紫云山下
2018-05-31赵建康
赵建康
我出生在二十世纪八十年代末,那是霜降的时节,所以我对秋冬交替的季节有着一份感恩与温暖。我家是一个典型的羌族家庭,祖辈们世代都以务农为生,这里,与天地最近,与自然最亲。
二十年前,紫云山下的羌寨还是一个近乎封闭的小世界,这里的人,这里的故事似乎与外界没有一丝牵连,欢笑起于山脚而遗落在山顶,终日抛洒的血汗终归又回到了这片土地里。这片土地养育了多少代的羌族人,多少年来,这山这水这土地是我们唯一的生存所望,是我们的生存之本。
九十年代,于中国而言是一个变革的时代,中国稳步实施了从计划经济向市场经济的转型,国民经济得到快速的发展。而对于川西北高原的那个羌寨而言,物质生活几乎没有太多的变化,农作方式与封建社会并无区别,那时放眼于世界是第三次工业革命,而我的故乡依然是传统农耕文化。那是一个物质极其匮乏的年代。毫不夸张地说,那是一段努力想要温饱的年月。每每与好友讲起这些故事,或是惊讶,或是沉默,或说那是他们父辈们的生活。然而,当我回到老家,与发小的兄弟姐妹团坐在火塘边叙起这些往事,微微火光下泪光闪烁,不是因为忆起往事感到伤感,也不是因为那一段路有多苦,而是感慨我们再也回不去了。
春节,是中华民族最重要的传统节日,一年的守候与期望都在这里。由于地域的差异,我们的寒暑假的长短与内地是相反的,寒假时光有两个月之久。漫漫寒假便是我们等待过年的日子。儿时,我和二弟都喜欢到爷爷的铺里去,每晚听爷爷给我们讲故事,讲羌族传说“斗安珠与木姐珠”、羌戈大战,讲爷爷求学的经历,讲闹饥荒的事情,讲“文革”中的那些苦难岁月,虽然那时的我们理解不了,依然听得津津有味,现在那些故事仍在我的脑海里回荡。当然,我们哥俩儿最关心的问题始终都是过年的事儿,几乎每晚都会问爷爷还有多久才过年呢,爷爷亦会认真算一算,然后耐心地告诉我们。我们就是这样一天天的等待新年,那是带着梦的希冀。
☆ ☆ ☆ ☆ ☆ ☆ ☆
- [要做的事]
a: 把《紫云山下》一文从“九十年代,于中国而言是一个变”一直到“一段路有多苦,而是感慨我们再也回不去了。”的这段，一字不差地重新打一遍。
b: 顺着《紫云山下》一文最后一句，往下接着写。
下面这些行是另外的材料，跟《紫云山下》一文没有关系。
☆ ☆ ☆ ☆ ☆ ☆ ☆
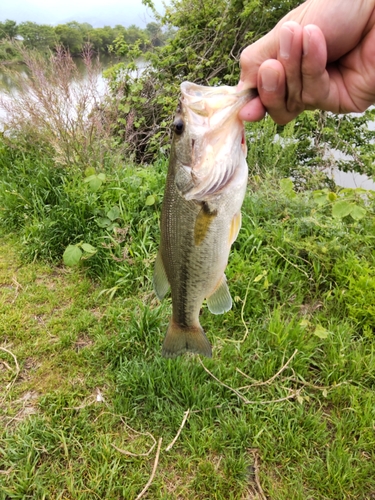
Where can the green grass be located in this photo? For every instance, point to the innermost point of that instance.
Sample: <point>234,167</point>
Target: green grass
<point>91,376</point>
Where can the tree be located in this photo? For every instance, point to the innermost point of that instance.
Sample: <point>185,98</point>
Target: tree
<point>71,36</point>
<point>8,29</point>
<point>37,36</point>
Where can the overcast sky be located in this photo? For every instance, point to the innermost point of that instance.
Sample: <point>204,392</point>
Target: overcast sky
<point>96,12</point>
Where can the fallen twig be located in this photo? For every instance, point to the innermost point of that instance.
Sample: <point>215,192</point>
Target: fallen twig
<point>9,386</point>
<point>266,382</point>
<point>246,401</point>
<point>186,414</point>
<point>291,263</point>
<point>254,453</point>
<point>153,471</point>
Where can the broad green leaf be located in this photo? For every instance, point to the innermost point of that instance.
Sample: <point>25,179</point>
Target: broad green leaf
<point>260,276</point>
<point>114,213</point>
<point>86,247</point>
<point>90,171</point>
<point>150,200</point>
<point>304,323</point>
<point>321,199</point>
<point>342,208</point>
<point>332,196</point>
<point>103,222</point>
<point>320,196</point>
<point>94,182</point>
<point>358,212</point>
<point>287,187</point>
<point>72,255</point>
<point>321,332</point>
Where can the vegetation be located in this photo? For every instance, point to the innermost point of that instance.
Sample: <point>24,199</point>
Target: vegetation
<point>285,409</point>
<point>73,36</point>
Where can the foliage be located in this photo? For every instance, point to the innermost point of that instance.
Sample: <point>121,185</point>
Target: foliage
<point>37,36</point>
<point>298,345</point>
<point>73,35</point>
<point>70,123</point>
<point>8,29</point>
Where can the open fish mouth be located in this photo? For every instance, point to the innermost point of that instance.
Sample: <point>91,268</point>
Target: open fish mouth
<point>217,139</point>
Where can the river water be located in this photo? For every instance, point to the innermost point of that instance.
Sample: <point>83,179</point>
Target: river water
<point>343,179</point>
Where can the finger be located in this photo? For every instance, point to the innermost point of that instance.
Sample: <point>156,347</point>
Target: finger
<point>315,78</point>
<point>290,55</point>
<point>253,56</point>
<point>272,91</point>
<point>253,111</point>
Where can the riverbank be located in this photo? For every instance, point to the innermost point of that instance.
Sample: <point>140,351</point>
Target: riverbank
<point>285,408</point>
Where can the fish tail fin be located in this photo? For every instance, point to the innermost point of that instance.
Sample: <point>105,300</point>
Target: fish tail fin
<point>180,339</point>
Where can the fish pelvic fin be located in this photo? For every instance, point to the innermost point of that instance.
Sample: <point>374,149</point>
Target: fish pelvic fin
<point>180,339</point>
<point>160,280</point>
<point>203,222</point>
<point>220,300</point>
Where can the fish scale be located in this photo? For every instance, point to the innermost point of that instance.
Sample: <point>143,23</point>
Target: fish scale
<point>205,187</point>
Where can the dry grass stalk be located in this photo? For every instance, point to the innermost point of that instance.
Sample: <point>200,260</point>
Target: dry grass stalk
<point>11,383</point>
<point>186,414</point>
<point>153,471</point>
<point>56,109</point>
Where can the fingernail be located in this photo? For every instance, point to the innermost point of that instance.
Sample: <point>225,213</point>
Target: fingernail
<point>306,41</point>
<point>286,39</point>
<point>240,85</point>
<point>269,79</point>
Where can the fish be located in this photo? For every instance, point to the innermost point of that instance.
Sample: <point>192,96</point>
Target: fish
<point>201,210</point>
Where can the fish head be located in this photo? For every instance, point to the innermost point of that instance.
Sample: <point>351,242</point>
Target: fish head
<point>209,140</point>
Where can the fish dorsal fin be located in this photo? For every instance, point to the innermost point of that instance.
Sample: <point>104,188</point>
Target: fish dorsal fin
<point>220,301</point>
<point>234,228</point>
<point>160,280</point>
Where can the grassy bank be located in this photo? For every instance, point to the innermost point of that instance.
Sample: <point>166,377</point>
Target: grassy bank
<point>285,409</point>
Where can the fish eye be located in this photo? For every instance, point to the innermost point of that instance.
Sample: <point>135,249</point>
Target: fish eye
<point>178,126</point>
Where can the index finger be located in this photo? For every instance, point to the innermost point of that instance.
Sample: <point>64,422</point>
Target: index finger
<point>253,56</point>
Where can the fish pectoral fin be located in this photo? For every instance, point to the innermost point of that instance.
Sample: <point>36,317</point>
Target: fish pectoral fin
<point>181,339</point>
<point>160,280</point>
<point>234,228</point>
<point>183,179</point>
<point>220,301</point>
<point>203,222</point>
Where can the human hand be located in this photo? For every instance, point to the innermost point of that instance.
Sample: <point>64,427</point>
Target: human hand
<point>300,66</point>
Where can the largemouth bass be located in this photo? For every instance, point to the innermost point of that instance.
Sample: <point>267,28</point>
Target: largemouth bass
<point>201,217</point>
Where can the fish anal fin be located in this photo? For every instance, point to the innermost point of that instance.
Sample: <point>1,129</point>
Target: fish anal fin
<point>160,280</point>
<point>220,300</point>
<point>203,222</point>
<point>234,228</point>
<point>181,339</point>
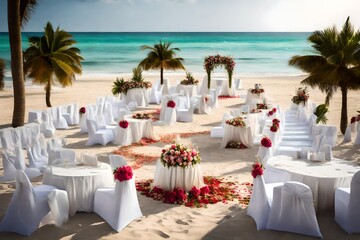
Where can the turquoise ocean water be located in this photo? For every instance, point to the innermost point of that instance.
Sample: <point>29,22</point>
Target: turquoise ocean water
<point>256,54</point>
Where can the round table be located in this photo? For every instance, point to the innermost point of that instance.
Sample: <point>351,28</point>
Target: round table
<point>169,178</point>
<point>322,177</point>
<point>80,183</point>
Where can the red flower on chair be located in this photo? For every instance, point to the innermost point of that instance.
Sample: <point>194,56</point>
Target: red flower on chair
<point>171,104</point>
<point>257,170</point>
<point>123,173</point>
<point>123,124</point>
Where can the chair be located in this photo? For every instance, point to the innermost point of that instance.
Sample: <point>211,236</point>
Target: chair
<point>58,120</point>
<point>260,201</point>
<point>29,205</point>
<point>118,206</point>
<point>98,136</point>
<point>347,211</point>
<point>293,210</point>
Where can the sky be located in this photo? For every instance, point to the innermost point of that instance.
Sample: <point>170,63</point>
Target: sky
<point>189,15</point>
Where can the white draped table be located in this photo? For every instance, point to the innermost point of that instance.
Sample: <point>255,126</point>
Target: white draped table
<point>80,183</point>
<point>169,178</point>
<point>140,128</point>
<point>322,178</point>
<point>252,98</point>
<point>242,134</point>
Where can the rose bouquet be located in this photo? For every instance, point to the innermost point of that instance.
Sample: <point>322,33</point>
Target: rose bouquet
<point>266,142</point>
<point>302,95</point>
<point>179,155</point>
<point>236,122</point>
<point>123,173</point>
<point>141,116</point>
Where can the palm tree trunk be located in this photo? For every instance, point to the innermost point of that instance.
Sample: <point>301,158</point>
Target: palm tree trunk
<point>16,62</point>
<point>48,91</point>
<point>161,76</point>
<point>343,120</point>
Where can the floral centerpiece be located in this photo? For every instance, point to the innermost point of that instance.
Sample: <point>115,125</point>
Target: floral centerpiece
<point>189,80</point>
<point>276,125</point>
<point>254,110</point>
<point>179,155</point>
<point>302,95</point>
<point>211,62</point>
<point>123,173</point>
<point>236,122</point>
<point>266,142</point>
<point>257,91</point>
<point>123,124</point>
<point>171,104</point>
<point>82,110</point>
<point>141,116</point>
<point>258,170</point>
<point>261,106</point>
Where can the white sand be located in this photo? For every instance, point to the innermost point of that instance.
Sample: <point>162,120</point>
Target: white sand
<point>220,221</point>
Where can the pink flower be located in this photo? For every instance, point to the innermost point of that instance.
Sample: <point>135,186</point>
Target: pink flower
<point>266,142</point>
<point>123,124</point>
<point>171,104</point>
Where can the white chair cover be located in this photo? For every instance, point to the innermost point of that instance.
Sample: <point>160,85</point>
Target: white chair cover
<point>101,136</point>
<point>357,139</point>
<point>59,206</point>
<point>27,206</point>
<point>89,160</point>
<point>122,136</point>
<point>347,211</point>
<point>264,154</point>
<point>293,210</point>
<point>260,201</point>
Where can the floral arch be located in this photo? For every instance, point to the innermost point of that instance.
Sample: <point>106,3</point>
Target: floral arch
<point>211,62</point>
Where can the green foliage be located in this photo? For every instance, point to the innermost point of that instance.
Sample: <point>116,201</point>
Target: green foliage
<point>161,56</point>
<point>335,64</point>
<point>2,74</point>
<point>52,57</point>
<point>320,113</point>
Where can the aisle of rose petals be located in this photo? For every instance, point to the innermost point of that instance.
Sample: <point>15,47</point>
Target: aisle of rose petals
<point>216,190</point>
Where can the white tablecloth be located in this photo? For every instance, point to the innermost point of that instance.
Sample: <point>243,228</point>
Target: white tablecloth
<point>322,178</point>
<point>140,128</point>
<point>80,182</point>
<point>169,178</point>
<point>242,134</point>
<point>191,90</point>
<point>252,99</point>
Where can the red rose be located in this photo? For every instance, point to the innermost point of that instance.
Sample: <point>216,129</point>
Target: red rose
<point>171,104</point>
<point>257,171</point>
<point>266,142</point>
<point>204,190</point>
<point>82,110</point>
<point>353,119</point>
<point>123,124</point>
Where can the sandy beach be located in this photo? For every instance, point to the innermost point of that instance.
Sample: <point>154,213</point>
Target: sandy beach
<point>162,221</point>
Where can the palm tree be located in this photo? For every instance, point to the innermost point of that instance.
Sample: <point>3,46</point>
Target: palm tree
<point>52,57</point>
<point>161,56</point>
<point>336,64</point>
<point>18,13</point>
<point>2,73</point>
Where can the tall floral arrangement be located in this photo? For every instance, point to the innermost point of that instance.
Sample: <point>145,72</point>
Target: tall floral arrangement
<point>211,62</point>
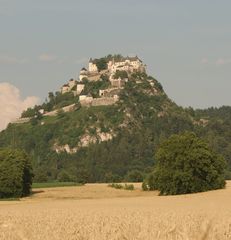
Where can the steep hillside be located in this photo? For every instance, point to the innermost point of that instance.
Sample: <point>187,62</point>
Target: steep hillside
<point>110,142</point>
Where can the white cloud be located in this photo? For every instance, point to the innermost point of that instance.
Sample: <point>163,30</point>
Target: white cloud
<point>204,61</point>
<point>83,60</point>
<point>11,103</point>
<point>5,59</point>
<point>223,61</point>
<point>45,57</point>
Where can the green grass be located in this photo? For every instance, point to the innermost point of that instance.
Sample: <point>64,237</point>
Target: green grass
<point>9,199</point>
<point>120,186</point>
<point>55,184</point>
☆ ☆ ☆ ☆ ☆ ☆ ☆
- [已做答案]
a:
九十年代,于中国而言是一个变革的时代,中国稳步实施了从计划经济向市场经济的转型,国民经济得到快速的发展。而对于川西北高原的那个羌寨而言,物质生活几乎没有太多的变化,农作方式与封建社会并无区别,那时放眼于世界是第三次工业革命,而我的故乡依然是传统农耕文化。那是一个物质极其匮乏的年代。毫不夸张地说,那是一段努力想要温饱的年月。每每与好友讲起这些故事,或是惊讶,或是沉默,或说那是他们父辈们的生活。然而,当我回到老家,与发小的兄弟姐妹团坐在火塘边叙起这些往事,微微火光下泪光闪烁,不是因为忆起往事感到伤感,也不是因为那一段路有多苦,而是感慨我们再也回不去了。

b:
漫长的寒假正值冬腊月,正是农闲的季节,那样的季节成了我们的乐园。羌寨里同龄的孩子多,自然少不了集体活动。高原的冬天寒风凛冽,严寒难当,每天黎明时分我和二弟就出门去拾牛粪。这个活动我们同伴之间是不会一起出发的,因为存在竞争关系,大多情况我们会在拾牛粪的过程中相互撞见,还会相互瞧瞧背篓里的“货”,看看谁走的路线更“生财”,谁也不甘落后,这不仅是相互的竞争,更是要给父母交差的。父亲常说:装甲一枝花,全靠肥当家。一年里,一家人所有的生计几乎都来自庄稼,那样的年月是何其的艰辛。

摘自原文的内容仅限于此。